[Dataset records on where objects are located]
::::::
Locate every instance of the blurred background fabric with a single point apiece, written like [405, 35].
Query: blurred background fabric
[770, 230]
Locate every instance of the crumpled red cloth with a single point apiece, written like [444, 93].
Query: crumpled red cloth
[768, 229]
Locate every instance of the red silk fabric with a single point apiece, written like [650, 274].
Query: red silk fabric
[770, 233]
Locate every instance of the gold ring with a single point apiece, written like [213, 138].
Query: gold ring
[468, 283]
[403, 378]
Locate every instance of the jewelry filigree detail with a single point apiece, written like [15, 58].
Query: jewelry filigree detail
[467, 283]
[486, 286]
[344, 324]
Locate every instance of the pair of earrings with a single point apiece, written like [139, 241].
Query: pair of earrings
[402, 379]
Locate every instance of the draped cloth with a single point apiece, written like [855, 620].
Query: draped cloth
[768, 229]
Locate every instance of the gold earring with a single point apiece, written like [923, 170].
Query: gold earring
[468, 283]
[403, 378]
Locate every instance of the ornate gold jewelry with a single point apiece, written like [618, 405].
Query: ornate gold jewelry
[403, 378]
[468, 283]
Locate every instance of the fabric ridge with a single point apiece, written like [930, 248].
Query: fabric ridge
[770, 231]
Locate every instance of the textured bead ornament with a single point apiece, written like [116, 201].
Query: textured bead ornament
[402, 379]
::::::
Quote every line of the listing above verbatim.

Locate every instance of the blurred background fabric with a single point apiece, written like [405, 35].
Query: blurred background fabric
[770, 230]
Locate every instance of the crumpled red cloth with a single point apiece, written like [444, 93].
Query: crumpled red cloth
[768, 229]
Locate every instance of the red silk fabric with a single point apiece, written like [650, 274].
Query: red silk fabric
[770, 233]
Locate every instance of the gold ring with a single point apiece, written like [213, 138].
Query: gold ring
[468, 283]
[403, 378]
Locate every instance of the jewelry filigree detail with a single point apiece, written like [15, 58].
Query: jewelry filigree detail
[467, 283]
[486, 286]
[344, 324]
Locate every instance of the pair of earrings with a single point apiece, written like [139, 241].
Query: pair of earrings
[402, 379]
Locate every instance of the draped cloth with a single point apiece, written like [855, 620].
Query: draped cloth
[768, 229]
Locate every instance of the gold earring with a single point apiece, written like [923, 170].
Query: gold earring
[468, 283]
[403, 378]
Locate every instance of the ornate gold jewelry with a single point apiece, written like [618, 405].
Query: ornate gold jewelry
[403, 378]
[468, 283]
Locate every instance of the fabric ridge with a single point apiece, written like [930, 248].
Query: fabric ridge
[770, 231]
Locate every instance of the textured bead ornament with a single point apiece, written like [116, 201].
Query: textured bead ornament
[402, 379]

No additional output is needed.